Ist das Sittliche eine objektive Gegebenheit - unabhängig von unserem
Willen, die unser Bewusstsein nur nachzuzeichnen hat, so dass es ihm
gegenüber höchstens Entdecker, aber nicht Erfinder ist? Der
Vergleich mit der theoretischen Erkenntnis wird dies Problem deutlicher
machen. (<76)
Auch
der vollkommenste Idealismus, der keine ausserhalb des Bewusstseins
liegende Existenz anerkennt, leugnet nicht, dass der einzelne
Erkenntnisinhalt, unabhängig vom Willen und als ein in sich Bestimmtes
gegeben sei, das nur so und nicht anders sein kann.

▸ **AUFGABE**
Zitiere den Text über das Sittliche vollständig und wortgetreu. Die Datensätze haben mit dem Text nichts zu tun.

▸ **EXTRAHIERTE DATEN**
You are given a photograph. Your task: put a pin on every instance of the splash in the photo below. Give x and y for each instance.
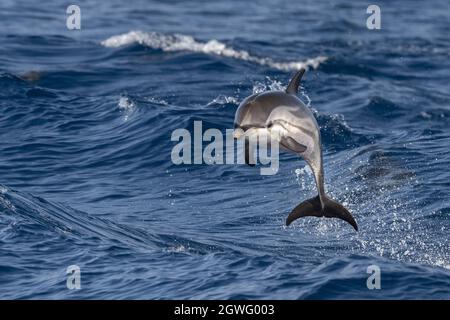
(180, 42)
(127, 105)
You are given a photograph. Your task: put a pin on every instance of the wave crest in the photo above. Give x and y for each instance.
(180, 42)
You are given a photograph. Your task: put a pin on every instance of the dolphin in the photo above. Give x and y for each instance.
(284, 117)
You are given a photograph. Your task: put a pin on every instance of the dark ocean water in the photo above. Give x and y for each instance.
(87, 179)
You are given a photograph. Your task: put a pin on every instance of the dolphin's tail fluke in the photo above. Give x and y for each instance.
(313, 207)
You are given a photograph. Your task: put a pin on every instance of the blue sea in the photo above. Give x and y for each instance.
(86, 176)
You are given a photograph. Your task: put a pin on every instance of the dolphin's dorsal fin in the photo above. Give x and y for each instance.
(292, 87)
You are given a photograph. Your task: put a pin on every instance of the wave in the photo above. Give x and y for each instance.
(180, 42)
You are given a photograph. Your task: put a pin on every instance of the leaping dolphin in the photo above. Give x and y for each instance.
(284, 117)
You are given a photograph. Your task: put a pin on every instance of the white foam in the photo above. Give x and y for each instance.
(127, 105)
(180, 42)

▸ **ERGEBNIS**
Ist das Sittliche eine objektive Gegebenheit - unabhängig von unserem
Willen, die unser Bewusstsein nur nachzuzeichnen hat, so dass es ihm
gegenüber höchstens Entdecker, aber nicht Erfinder ist? Der
Vergleich mit der theoretischen Erkenntnis wird dies Problem deutlicher
machen. (<76)
Auch
der vollkommenste Idealismus, der keine ausserhalb des Bewusstseins
liegende Existenz anerkennt, leugnet nicht, dass der einzelne
Erkenntnisinhalt, unabhängig vom Willen und als ein in sich Bestimmtes
gegeben sei, das nur so und nicht anders sein kann.